OBJECTIVE ▸ Identify each line in the records below that contains the string "step", and copy those lines out. Case counts, so only matches with the same capitalization qualify.

[Entries drawn from a collection]

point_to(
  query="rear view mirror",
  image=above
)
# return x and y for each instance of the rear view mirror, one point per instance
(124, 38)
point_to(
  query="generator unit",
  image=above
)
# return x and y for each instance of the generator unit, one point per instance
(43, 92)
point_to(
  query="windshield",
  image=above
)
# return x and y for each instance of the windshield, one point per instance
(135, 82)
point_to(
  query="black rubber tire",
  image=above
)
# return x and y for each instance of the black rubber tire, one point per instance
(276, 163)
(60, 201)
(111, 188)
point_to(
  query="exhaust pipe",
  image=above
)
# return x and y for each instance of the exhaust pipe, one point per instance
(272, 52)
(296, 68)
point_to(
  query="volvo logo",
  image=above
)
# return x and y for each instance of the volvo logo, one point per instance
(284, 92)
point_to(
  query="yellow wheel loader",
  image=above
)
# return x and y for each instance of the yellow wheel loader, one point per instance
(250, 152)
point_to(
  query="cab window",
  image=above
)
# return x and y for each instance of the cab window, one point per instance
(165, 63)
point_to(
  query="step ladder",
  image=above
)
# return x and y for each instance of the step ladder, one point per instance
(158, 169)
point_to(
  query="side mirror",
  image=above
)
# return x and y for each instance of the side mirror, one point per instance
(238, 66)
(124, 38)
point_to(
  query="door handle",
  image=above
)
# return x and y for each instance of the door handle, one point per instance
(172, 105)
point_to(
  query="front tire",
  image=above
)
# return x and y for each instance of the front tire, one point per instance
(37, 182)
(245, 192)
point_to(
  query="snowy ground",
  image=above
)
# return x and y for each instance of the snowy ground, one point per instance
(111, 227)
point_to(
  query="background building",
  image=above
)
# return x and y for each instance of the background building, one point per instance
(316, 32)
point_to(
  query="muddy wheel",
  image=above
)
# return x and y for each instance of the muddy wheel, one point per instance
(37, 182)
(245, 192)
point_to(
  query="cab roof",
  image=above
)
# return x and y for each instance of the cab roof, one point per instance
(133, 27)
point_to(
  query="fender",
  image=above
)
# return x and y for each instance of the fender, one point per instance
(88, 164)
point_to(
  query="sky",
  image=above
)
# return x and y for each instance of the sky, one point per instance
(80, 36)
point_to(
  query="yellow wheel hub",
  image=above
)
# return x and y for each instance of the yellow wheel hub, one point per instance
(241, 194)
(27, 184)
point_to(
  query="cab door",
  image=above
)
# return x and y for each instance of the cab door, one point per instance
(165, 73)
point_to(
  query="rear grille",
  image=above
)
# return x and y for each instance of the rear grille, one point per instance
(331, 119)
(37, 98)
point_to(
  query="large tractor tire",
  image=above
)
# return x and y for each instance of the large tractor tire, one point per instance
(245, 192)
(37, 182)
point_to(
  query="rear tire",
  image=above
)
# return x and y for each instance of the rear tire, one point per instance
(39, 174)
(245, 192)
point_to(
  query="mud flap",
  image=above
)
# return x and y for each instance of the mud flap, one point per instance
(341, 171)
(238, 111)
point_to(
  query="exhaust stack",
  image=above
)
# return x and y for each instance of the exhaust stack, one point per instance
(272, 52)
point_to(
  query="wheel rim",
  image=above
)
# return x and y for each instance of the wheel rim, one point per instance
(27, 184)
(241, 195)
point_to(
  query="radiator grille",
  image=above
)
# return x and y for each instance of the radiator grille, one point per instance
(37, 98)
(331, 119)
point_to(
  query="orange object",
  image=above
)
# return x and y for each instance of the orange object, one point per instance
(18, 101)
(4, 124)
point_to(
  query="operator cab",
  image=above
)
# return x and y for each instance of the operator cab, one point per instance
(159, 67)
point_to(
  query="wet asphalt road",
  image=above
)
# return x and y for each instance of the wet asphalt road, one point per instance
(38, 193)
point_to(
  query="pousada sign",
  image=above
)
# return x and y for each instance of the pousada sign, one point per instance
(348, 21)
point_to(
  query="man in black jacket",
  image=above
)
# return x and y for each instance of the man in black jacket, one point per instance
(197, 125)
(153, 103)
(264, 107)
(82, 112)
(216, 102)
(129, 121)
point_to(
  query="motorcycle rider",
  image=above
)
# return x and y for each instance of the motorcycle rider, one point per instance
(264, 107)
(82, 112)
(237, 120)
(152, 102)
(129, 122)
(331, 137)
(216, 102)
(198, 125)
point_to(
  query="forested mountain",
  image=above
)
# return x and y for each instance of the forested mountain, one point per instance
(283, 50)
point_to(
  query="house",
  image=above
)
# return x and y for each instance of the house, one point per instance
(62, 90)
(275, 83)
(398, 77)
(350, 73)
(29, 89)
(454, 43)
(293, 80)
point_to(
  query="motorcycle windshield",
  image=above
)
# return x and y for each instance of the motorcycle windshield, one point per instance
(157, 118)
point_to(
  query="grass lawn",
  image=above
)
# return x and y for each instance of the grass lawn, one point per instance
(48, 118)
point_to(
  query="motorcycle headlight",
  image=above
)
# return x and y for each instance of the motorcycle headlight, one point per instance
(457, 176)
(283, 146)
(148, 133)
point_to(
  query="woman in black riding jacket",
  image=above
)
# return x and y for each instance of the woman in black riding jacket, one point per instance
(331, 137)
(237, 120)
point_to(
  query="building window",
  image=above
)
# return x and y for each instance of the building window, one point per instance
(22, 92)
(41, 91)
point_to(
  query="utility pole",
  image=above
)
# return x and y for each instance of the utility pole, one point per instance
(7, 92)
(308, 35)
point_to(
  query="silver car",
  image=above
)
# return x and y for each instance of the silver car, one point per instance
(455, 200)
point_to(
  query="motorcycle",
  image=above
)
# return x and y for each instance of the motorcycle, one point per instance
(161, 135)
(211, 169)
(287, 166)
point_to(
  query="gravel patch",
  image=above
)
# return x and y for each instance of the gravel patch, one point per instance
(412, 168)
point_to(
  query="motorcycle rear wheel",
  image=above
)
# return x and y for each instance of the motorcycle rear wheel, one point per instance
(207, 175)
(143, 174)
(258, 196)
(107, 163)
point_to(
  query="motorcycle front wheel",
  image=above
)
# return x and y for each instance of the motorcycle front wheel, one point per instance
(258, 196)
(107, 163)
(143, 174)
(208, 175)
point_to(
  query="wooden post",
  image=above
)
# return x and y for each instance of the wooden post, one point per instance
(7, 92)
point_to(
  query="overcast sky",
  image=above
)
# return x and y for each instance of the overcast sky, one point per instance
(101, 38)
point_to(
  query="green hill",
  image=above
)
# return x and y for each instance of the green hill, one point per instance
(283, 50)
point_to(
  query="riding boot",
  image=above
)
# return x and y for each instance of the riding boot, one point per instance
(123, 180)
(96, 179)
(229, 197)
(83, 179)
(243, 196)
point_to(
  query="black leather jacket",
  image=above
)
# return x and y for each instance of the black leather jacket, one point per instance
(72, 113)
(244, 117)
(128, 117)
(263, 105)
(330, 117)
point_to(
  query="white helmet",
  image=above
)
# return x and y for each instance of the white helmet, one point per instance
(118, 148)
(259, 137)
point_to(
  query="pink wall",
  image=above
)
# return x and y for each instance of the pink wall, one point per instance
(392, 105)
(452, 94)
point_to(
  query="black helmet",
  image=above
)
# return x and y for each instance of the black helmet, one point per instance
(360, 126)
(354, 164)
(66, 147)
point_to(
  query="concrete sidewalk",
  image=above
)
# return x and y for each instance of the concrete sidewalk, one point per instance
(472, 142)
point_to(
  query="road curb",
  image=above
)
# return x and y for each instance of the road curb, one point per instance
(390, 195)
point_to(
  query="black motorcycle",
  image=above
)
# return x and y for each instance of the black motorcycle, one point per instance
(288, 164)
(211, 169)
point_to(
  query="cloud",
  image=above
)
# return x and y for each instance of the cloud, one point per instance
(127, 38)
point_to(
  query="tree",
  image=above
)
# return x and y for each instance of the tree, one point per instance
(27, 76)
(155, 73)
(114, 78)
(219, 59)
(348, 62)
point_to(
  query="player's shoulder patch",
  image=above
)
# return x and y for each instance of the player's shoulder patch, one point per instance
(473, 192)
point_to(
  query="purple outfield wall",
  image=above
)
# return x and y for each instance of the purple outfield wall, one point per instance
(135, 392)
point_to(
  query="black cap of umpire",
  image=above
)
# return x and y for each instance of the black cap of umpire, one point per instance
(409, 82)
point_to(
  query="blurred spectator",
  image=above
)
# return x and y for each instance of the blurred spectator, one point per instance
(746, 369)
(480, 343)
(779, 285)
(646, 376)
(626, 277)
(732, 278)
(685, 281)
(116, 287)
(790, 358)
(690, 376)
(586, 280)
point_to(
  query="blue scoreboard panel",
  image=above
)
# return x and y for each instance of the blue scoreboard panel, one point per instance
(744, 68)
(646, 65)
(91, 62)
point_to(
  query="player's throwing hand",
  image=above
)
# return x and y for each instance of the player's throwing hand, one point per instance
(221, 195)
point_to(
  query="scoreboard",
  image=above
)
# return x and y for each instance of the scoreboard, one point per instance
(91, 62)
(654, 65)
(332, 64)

OUTPUT OF THE TASK ▸
  query="step ladder",
# return x and y for each instance of the step ladder, one point per instance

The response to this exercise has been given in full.